_Problems to work on_:
**1.** From the Tor Web Scraper page, answer these:
(a) Which three Python packages must be installed?
(b) What signal does the switch_ip function send to the Tor control port?
(c) Which URL does the print_ip_address function visit?
**2.** Please extract a passage from the Tor Web Scraper page word for word. Begin at the words "The print_ip_address function" and stop after "into larger projects.".

_Page excerpt_:

• • •

Welcome to Tor Web Scraper! This Python script allows you to anonymously scrape websites using the Tor network and a headless Firefox browser. The script is simple, efficient, and easy to use. Let's take a look at its functionality and how to use it.
- Anonymity through the Tor network
- Randomized user agents for added stealth
- Headless Firefox browser with Splinter and BeautifulSoup
- Easy IP switching with the Tor control port
To use this script, you need to install the following Python packages:
- stem
- splinter
- beautifulsoup4
You can install these packages using pip:
pip install stem splinter beautifulsoup4
Additionally, you need to have the following software installed on your system:
- Tor Browser
- Firefox
- GeckoDriver
- First, download and install the required software and packages mentioned above.
- Set the path to GeckoDriver by updating the path_geckodriver variable in the script.
- Set the URL you want to scrape by updating the URL variable at the end of the script.
- Ensure that Tor Browser is running before running the script. This is necessary for the proxy settings to work correctly.
- Run the script using python tor_web_scraper.py.
The main function takes a URL as an argument and starts the scraping process. It first prints the URL being scraped, then initializes the browser and gets the HTML response. After the browser quits, it waits for a few seconds before returning the response.
The run_browser function initializes the headless Firefox browser with the appropriate proxy settings, sets a random user agent, and resizes the window. It then prints the current IP address, visits the target URL, and returns the browser instance.
The switch_ip function connects to the Tor control port and sends the NEWNYM signal to change the IP address.
This function reads a CSV file containing a list of user agents and selects one at random to be used for the browser.
The print_ip_address function visits the https://api.ipify.org?format=json URL to display the current IP address being used.
You can customize the script according to your needs by modifying the existing functions or adding new ones. Feel free to extend its functionality or integrate it into larger projects.
Happy scraping!

• • •

_Dataset content_:
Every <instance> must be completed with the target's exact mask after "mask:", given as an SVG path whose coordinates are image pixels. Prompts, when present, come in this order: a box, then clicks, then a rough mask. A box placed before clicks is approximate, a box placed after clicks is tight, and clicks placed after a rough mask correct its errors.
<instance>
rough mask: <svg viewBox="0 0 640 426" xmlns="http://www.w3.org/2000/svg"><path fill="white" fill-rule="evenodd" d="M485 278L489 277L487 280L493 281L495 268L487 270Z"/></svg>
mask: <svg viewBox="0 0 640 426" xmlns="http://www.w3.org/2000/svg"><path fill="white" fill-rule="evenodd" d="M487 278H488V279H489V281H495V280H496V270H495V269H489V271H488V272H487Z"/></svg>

• • •

_Task responses_:
**1.**
(a) stem, splinter and beautifulsoup4
(b) NEWNYM
(c) https://api.ipify.org?format=json

**2.**
The print_ip_address function visits the https://api.ipify.org?format=json URL to display the current IP address being used.
You can customize the script according to your needs by modifying the existing functions or adding new ones. Feel free to extend its functionality or integrate it into larger projects.